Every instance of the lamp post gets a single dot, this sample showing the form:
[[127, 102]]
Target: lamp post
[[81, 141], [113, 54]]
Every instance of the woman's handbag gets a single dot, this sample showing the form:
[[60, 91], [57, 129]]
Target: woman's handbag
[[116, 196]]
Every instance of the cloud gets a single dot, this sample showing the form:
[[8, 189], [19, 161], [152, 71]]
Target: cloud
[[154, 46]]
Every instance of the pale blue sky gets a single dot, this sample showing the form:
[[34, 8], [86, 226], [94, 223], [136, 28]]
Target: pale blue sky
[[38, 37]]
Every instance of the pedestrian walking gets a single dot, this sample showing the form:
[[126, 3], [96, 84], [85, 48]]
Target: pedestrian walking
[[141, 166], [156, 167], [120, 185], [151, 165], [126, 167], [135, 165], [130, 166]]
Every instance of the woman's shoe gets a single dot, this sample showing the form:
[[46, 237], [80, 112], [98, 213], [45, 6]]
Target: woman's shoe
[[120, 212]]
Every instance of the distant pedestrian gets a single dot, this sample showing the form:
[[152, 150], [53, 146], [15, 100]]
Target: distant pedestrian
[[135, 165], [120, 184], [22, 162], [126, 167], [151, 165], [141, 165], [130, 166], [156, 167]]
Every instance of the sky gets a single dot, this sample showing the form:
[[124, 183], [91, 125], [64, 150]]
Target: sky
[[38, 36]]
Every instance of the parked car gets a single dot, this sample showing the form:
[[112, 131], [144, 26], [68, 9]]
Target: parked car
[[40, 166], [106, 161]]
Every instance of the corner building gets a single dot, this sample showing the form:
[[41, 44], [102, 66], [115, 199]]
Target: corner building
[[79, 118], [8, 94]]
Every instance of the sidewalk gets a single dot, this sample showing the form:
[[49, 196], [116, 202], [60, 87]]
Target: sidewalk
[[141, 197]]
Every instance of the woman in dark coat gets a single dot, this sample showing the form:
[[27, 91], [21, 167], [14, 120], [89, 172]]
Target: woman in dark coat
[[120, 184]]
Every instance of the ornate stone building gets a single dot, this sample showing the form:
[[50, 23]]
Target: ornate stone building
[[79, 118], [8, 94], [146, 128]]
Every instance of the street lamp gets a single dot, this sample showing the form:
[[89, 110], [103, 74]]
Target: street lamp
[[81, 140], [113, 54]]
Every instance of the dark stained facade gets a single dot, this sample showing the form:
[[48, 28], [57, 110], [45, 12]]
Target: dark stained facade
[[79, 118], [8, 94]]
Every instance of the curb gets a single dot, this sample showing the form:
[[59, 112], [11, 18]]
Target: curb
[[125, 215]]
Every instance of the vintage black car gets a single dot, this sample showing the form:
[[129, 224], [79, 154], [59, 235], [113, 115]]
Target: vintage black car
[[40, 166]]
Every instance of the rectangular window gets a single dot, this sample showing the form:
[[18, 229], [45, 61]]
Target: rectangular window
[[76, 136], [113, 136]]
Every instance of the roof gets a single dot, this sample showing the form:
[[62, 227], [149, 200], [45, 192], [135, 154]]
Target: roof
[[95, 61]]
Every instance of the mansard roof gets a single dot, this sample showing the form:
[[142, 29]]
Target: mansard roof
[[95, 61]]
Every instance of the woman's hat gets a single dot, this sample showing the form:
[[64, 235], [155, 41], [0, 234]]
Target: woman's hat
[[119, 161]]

========

Task instructions: Write out, exactly as given, the line containing "[[27, 91], [21, 167], [14, 120], [89, 172]]" and every line after it to the end of the records. Include nothing else.

Solution to this problem:
[[27, 91], [21, 167], [14, 120], [89, 172]]
Target: woman in dark coat
[[120, 184]]
Every instance of the ornate stone building gets a single dot, this sample showing the form:
[[50, 23]]
Target: ornate stone building
[[79, 118], [8, 94], [146, 128]]
Every instance of the street lamp gets a single dot, this sample showing the form:
[[89, 110], [103, 74]]
Target: street lamp
[[81, 140], [113, 54]]
Every instance of the dark stained facade gets a single dot, this sample showing the form:
[[48, 28], [57, 110], [45, 12]]
Target: dark stained facade
[[79, 118], [8, 94]]
Every instance of the curb gets a single dot, this sample showing the form:
[[59, 112], [11, 18]]
Target: curb
[[125, 215]]
Every instance of the vintage black car gets a single dot, this sample showing the form:
[[129, 224], [79, 154], [59, 235], [113, 115]]
Target: vintage black car
[[40, 166]]
Every instance of the rectangular window gets a single dot, this sample showing the form:
[[18, 229], [45, 61]]
Target: rectangular window
[[76, 136], [113, 136]]
Every instance of the roof gets a single dot, this sample showing the form:
[[62, 227], [149, 200], [45, 192], [135, 154]]
Target: roof
[[95, 61]]
Every instance of the mansard roof gets a single dot, this sample showing the form:
[[142, 29]]
Target: mansard roof
[[95, 61]]
Every instance of the woman's hat gets a single dot, this sample showing the form:
[[64, 235], [155, 41], [0, 234]]
Target: woman's hat
[[119, 161]]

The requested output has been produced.